• **Provided text**
These Are Her Olden Days
May 20, 2025
Somewhere between Parker and Phoenix on a long Arizona highway…Amy in the backseat, all of three and a half years old, her legs swinging under her car seat straps, while I shared stories of my childhood. The air was hot and heavy, humming with the low buzz of the road.
Amy and her older brother Bill listened in awe as I told them about the “olden days”- the mischief my younger brothers and I got into when I was little, when their grandparents were young. We were reminiscing, laughing, and passing the time. Then, clear as a bell from the backseat, came her voice:
"Mom, you know... these are my olden days now."
I don’t think I’ve ever fully recovered from the weight of that sentence.
Because she was right. And not just about herself. We are always in the middle of our olden days. We just don’t know it until they’re gone.
This is a story about Amy. But it’s also about me. About motherhood. About the wild, wretched, beautiful journey of raising someone who comes into the world with their own fire-and trusting that fire to teach you something holy, even when it burns.
Amy Rae-Ann came out fighting mad. Fists clenched, jaw set, lungs at full volume…as if she’d just been rudely interrupted from something far more serene. We used to joke she was on her final incarnation, already unpacking her bags in a quiet little divine village when the universe yanked her back for one more human round.
And not just anywhere…right into my arms. She wasn’t gentle about it. She arrived with opinions, intensity, and a look that said, "Remember me."
And from the beginning, she had a love-hate relationship with me. I was mostly her comfort and also her adversary. The one she reached for, and the one she raged against more often than I liked. She was hypersensitive- both emotionally and physically.
I still remember the terror of her tiny body seizing nearly every time she bumped her head.
The way a mosquito bite could swell her eyes shut.
The nights I found her on top of the refrigerator, sneaking the hidden sugar like a toddler raccoon in footie pajamas.

• **Provided data**
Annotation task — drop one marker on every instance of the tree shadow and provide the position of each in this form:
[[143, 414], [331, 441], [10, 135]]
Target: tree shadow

• **Problems**
**A.** Translate this sentence from the essay about Amy into Spanish: "I don’t think I’ve ever fully recovered from the weight of that sentence."
**B.** Name every place that the essay about Amy mentions by name.
**C.** Carry on the essay about Amy from its final sentence.
The lines play no part here; only the essay about Amy is used.

• **Task results**
**A.** No creo que me haya recuperado nunca del todo del peso de esa frase.

**B.** Parker, Phoenix, Arizona

**C.**
The doctors said she had a super sensitive nervous system that she would eventually outgrow.
Until then, she was relentless. Magical. Infuriating. And I had a patience with her that I didn’t know I had. It came from somewhere bigger than me.
I’ve always believed our souls chose each other. I was the right mom for her…not because I always got it right, but because I was willing to try everything. And she was the perfect daughter for me - teaching me every step of the way.
In those early years, she and her brother adored each other. They were each other's first best friend. They ran through meadows, forests, and along river banks, played "school" often (Bill was always the teacher - LOL), reenacted scenes from old VHS tapes, and created new worlds from nothing.
The bond they shared was real and deep. Like many sibling relationships, it’s evolved with adulthood…and not without its bumps. Sometimes, those shifts are hard to watch as a mom. But their connection is still there, steady and quiet. Not always visible, not always easy, but strong. Resilient. And worth returning to…when the time is right, in the ways that only they can choose.
My relationship with Amy had its own rhythm…different, but deep and unbreakable. And it showed up in unexpected places.
I remember one fall evening, after her dad and I divorced, and we’d moved, and the world had shifted under our feet, Amy and I cleaned offices together to pay for her new horse she bought with her own money. We had just left a building and sat in our Ford Escort, dusty and tired. She leaned her head over on my shoulder and said, "Thank you, Mom. I love that we're doing this together. I know it’s hard. But thank you for doing this with me." I never told her, but I cried in the shower that night. Not from exhaustion, but from awe. At who she already was.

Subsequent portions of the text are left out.